--- What you should do ---
Transcribe the stretch of entries below from the line with "Query: antenna mast" through the line with "Query: window", exactly and with both ends included; leave out all other lines.

--- Record extracts ---
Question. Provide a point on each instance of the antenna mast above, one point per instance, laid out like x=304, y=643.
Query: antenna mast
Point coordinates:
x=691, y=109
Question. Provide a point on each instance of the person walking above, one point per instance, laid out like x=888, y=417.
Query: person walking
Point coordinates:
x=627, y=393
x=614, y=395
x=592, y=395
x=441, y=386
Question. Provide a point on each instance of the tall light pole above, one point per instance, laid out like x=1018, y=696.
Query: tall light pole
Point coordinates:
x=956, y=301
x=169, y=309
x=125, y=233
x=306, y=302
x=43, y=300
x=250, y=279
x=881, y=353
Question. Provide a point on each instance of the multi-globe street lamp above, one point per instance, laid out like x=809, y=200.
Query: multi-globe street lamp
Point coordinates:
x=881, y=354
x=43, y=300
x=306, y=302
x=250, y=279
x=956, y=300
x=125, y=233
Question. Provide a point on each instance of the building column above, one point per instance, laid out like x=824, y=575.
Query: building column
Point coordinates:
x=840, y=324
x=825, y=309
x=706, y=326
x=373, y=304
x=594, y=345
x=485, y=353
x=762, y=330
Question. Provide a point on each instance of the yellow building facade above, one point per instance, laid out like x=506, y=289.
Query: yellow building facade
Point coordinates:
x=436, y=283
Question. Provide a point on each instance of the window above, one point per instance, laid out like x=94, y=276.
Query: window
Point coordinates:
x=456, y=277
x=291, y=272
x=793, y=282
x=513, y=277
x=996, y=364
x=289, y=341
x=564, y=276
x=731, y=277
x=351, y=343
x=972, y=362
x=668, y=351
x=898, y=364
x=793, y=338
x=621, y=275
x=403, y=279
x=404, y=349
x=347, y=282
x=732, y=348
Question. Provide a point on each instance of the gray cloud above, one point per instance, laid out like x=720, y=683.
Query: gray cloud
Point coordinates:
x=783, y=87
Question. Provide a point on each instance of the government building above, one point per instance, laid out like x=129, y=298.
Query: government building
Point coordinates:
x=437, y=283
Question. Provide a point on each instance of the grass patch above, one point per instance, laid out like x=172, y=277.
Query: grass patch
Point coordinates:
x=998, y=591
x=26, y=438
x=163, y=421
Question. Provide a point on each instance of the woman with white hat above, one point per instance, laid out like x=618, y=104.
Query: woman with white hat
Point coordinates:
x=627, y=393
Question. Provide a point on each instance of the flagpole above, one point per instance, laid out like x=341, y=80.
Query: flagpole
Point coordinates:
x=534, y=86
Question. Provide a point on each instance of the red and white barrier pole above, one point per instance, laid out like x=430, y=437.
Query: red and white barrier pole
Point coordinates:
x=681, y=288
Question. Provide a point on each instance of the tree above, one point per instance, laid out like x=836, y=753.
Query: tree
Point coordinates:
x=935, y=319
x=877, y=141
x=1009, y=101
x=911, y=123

--- Result of this exercise ---
Query: antenna mast
Point coordinates:
x=691, y=109
Question. Provide a point on each instance of the person walking above, one point per instance, laid out like x=888, y=417.
Query: person walking
Point coordinates:
x=627, y=393
x=614, y=395
x=592, y=395
x=441, y=386
Question. Provide a point on each instance of the tall light pole above, one point per instance, laid out like x=1018, y=696.
Query: tall light pole
Point coordinates:
x=956, y=301
x=169, y=309
x=125, y=233
x=306, y=302
x=43, y=300
x=250, y=279
x=881, y=353
Question. Provide a point on each instance of the multi-globe street lamp above, one point per instance, laid out like x=809, y=200.
Query: multi-globe street lamp
Point coordinates:
x=881, y=354
x=43, y=300
x=306, y=302
x=250, y=279
x=956, y=300
x=125, y=233
Question. Provide a point on each instance of the building column above, one point per instance, laid out like x=824, y=575.
Query: building column
Point coordinates:
x=840, y=324
x=825, y=309
x=706, y=326
x=373, y=304
x=594, y=345
x=485, y=353
x=762, y=330
Question. Provide a point on each instance of the yellow building facade above, one point per instance, laid out like x=506, y=289.
Query: yellow building facade
Point coordinates:
x=436, y=283
Question. Provide a point on each instance of the window above, one point per instance, laid out like x=94, y=276.
Query: window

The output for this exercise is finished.